Goal of the exercise: In full and without change, repeat the records shown below.

Material for this exercise:
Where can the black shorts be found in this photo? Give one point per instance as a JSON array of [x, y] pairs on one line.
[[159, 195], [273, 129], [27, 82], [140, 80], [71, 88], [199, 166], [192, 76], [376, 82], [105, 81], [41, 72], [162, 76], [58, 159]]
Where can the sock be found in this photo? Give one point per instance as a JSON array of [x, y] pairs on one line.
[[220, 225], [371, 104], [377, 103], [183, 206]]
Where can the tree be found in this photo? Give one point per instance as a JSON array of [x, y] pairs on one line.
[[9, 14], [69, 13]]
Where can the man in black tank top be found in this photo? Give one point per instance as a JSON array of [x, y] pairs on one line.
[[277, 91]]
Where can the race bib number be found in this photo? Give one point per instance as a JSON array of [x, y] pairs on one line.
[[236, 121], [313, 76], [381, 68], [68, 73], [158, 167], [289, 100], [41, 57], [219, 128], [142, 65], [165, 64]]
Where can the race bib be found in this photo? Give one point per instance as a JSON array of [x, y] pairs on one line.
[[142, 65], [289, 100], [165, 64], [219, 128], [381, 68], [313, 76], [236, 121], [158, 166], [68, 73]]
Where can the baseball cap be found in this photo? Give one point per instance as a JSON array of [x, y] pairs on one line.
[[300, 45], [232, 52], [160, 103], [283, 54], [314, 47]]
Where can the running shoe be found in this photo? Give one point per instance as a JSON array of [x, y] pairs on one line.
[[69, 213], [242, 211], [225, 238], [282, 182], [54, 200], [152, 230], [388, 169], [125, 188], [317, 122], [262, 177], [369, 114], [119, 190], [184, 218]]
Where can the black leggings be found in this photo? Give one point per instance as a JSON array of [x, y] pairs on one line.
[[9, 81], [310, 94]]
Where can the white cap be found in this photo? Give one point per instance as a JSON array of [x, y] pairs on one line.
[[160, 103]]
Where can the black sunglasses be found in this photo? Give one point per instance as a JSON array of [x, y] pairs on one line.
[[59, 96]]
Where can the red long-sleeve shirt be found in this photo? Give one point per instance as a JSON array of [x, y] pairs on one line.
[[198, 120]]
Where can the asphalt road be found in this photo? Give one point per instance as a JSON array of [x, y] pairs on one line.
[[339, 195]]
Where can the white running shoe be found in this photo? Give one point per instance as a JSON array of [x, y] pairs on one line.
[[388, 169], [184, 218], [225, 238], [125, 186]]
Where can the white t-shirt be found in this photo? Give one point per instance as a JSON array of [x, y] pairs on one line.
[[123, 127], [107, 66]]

Task answer:
Where can the black shorts be found in this photo? Give one point per instance as a JSON array of [x, y] pairs on one line.
[[159, 195], [273, 129], [27, 82], [140, 80], [71, 88], [199, 166], [192, 76], [376, 82], [105, 81], [41, 72], [162, 76], [58, 159]]
Where can the sock be found in this photo? Give one point per instance as a JSON array of [x, y] pairs on one line.
[[220, 225], [371, 104], [377, 103], [183, 206]]
Where can the tree be found in this photo? Give one point per instance as a JSON array of [x, y] pairs on one line.
[[9, 14], [69, 13]]
Where can the man in black tank top be found in this photo? Give one point per instance as a JSON array of [x, y] pairs on one line.
[[277, 91]]
Where can the race bib number be found in this photo? Give one point per instance as a JSON array of [x, y] pairs on one line.
[[236, 121], [313, 76], [381, 68], [68, 73], [158, 167], [289, 100], [41, 57], [219, 128], [142, 65], [165, 64]]
Where can the race bib be found in this photo? Give one point per instance as a JSON array of [x, y] pairs on one line.
[[142, 65], [289, 100], [165, 64], [219, 128], [381, 68], [313, 76], [236, 121], [158, 166], [68, 73]]
Where can the baseball cap be found in this photo? Give one point per instance as a JSON array of [x, y] pairs on one line.
[[300, 45], [232, 52], [160, 103], [283, 54], [314, 47]]
Where can the running shoe be found in this photo? Give one point per instance as a JSON array of [x, y] pairs on one line.
[[69, 213], [242, 211], [225, 238], [282, 182], [54, 200], [152, 230], [388, 169], [125, 188], [317, 122], [262, 177], [369, 114], [119, 190], [184, 218]]
Where can the black leggings be found in this photo? Give one point per instance as a JSON array of [x, y] pairs on one line.
[[9, 81], [310, 94]]
Where can the white cap be found in this photo? Give one point per instance as a JSON array of [x, y] pairs on one line.
[[160, 103]]
Where can the black sunglasses be found in this photo? Give one point per instance as a JSON array of [x, y] pairs on one line.
[[59, 96]]
Where can the red long-sleeve shirt be found in this photo? Give one point per instance as a JSON array of [x, y] pairs on one line.
[[198, 120]]
Where can the asphalt road be found in this photo? Give one point per instance as a JSON array of [x, y] pairs on one line.
[[339, 195]]
Where can the white running shoe be found in this photo? Give one point per instance as a JSON array of [x, y] pairs on one line.
[[388, 169], [184, 218], [225, 238], [125, 186]]
Where can the white t-shirt be found in this photo? Give one point per instance as a JSON array of [x, y] pairs on one line.
[[123, 127], [107, 66]]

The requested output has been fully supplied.